Está claro que a todos nos gustaría que nuestros hijos fuesen los más guapos, los más listos, los más graciosos, con unos dientes preciosos…y así hasta enumerar todas las cualidades del mundo, pero como nadie es perfecto ya sabemos que eso no va a ser posible. Sin embargo, hay madres —padres también, mira si no esos que llaman al niño burro y algo más porque ha fallado un penalti, al ver disipadas las esperanzas que tenían depositadas en su futuro Leo Messi. Pero hoy hablo de las madres— que se empeñan en alentar a sus retoños inmiscuyéndose excesivamente en su vida o amargándosela, o lo que es peor, amargando la vida de otros niños. Este último es el caso de Cristina.

El origen del meollo se inició cuando Jorge, su hijo, comenzó primaria. Hacía poco que se habían mudado al adosado que formaba parte de una urbanización con jardín , piscina y pistas de tenis comunitarias; y Cristina estaba encantada. Casualmente el niño de otra vecina, Charo, a la que conocía de vista pero con la que no mantenía ningún trato especial, también empezaba el mismo curso y en el mismo colegio, ubicado fuera de la ciudad, por lo que se decidió a contratar el servicio de autobús; al igual que su vecina.

De tanto verse en la parada terminaron tomando un café antes de ir al trabajo y como les era cómodo decidieron turnarse las tardes con los niños; un día en tu casa y otro en la mía. Todo parecía marchar sobre ruedas hasta que Cristina notó que su hijo estaba retraído y raro: ya no quería ir con su amigo y se negaba en rotundo a ir al colegio.
────
§ **Objetivo**
Prosigue el relato sobre Cristina y su hijo Jorge justo después de su última frase. El listado procede de otra fuente distinta del texto.

§ **Listado**
────
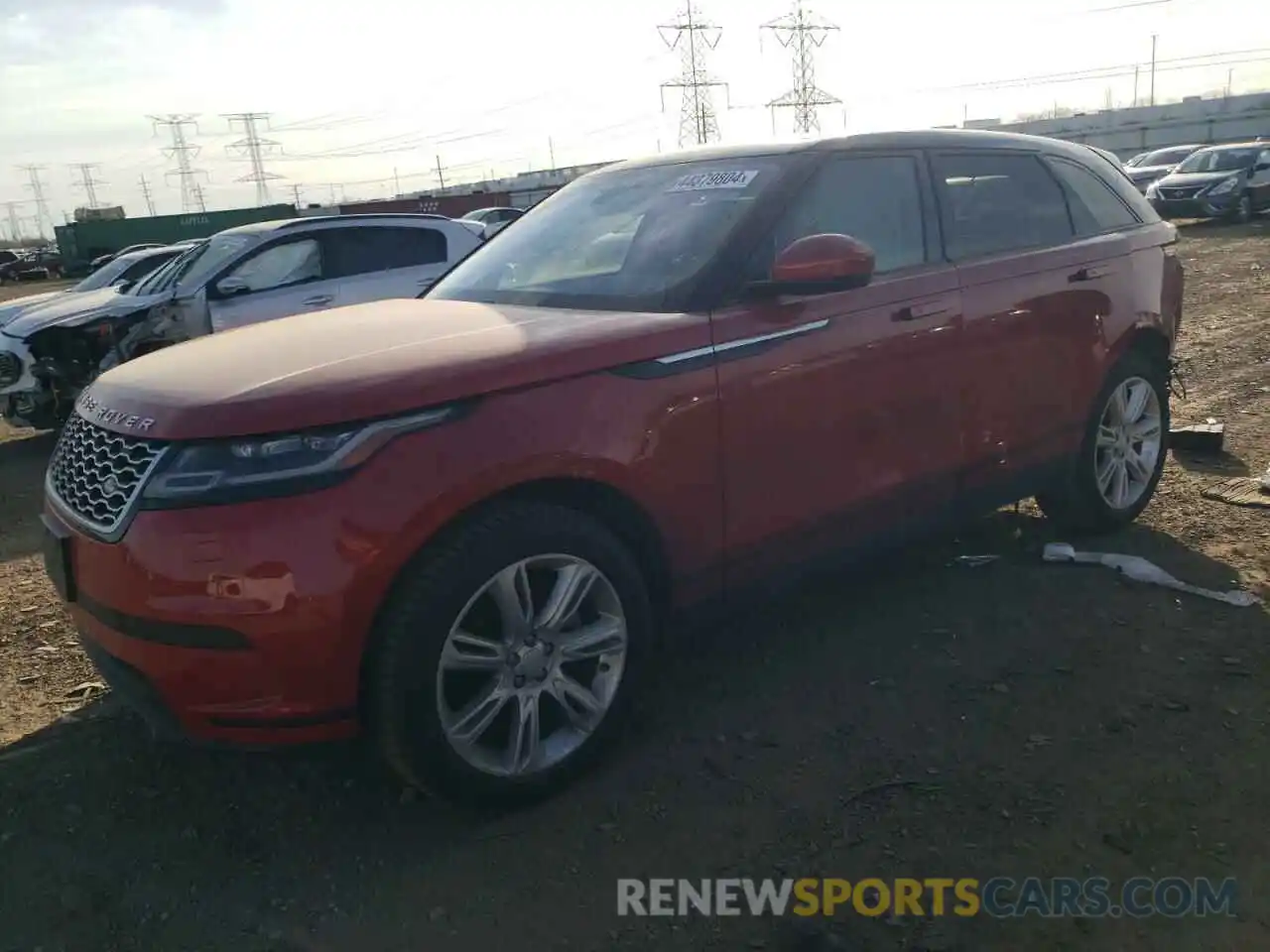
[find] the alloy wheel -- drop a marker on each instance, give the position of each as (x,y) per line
(1129,442)
(531,665)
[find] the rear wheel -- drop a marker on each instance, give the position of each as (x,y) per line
(507,657)
(1121,454)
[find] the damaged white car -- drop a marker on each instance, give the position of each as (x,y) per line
(243,276)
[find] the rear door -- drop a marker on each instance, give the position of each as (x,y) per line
(282,278)
(377,262)
(1035,295)
(841,412)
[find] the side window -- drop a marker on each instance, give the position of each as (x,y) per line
(280,266)
(1095,207)
(873,198)
(366,250)
(998,202)
(140,270)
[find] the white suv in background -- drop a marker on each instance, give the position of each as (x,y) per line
(243,276)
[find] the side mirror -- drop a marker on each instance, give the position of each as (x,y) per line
(231,286)
(820,264)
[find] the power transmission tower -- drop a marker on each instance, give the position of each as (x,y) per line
(87,182)
(14,223)
(145,191)
(694,39)
(183,151)
(37,189)
(254,149)
(803,32)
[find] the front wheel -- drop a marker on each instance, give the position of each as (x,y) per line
(1121,456)
(507,657)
────
§ **Resultado**
Como toda madre preocupada, Cristina se dedicó a presionar al niño preguntándole constantemente qué le pasaba, hasta que consiguió que el pequeño, que entonces tendría seis o siete años, se desahogó. A mi amiga casi le da un pasmo cuando tuvo que escuchar que cada vez que Jorge iba a casa de su compañero, Charo se dedicaba a sermonearlo acerca de lo mala que era Cristina y de la vergüenza que le tenía que dar tener semejante madre, y que por eso él era un niño muy desgraciado que acabaría repitiendo curso; además, tenía el mal gusto de recitarlo delante del resto de chavales de la urbanización, que acabaron por mofarse de él.

Como ya sabemos que los niños, a veces sin maldad y a veces con, pueden llegar a ser muy crueles, tampoco Jorge se libró de que esos comentarios llegasen a sus compañeros de clase; el hijo de Charo se dedicaba a largar lo que había oído en casa al resto de compañeros, consiguiendo aislarlo del resto del grupo.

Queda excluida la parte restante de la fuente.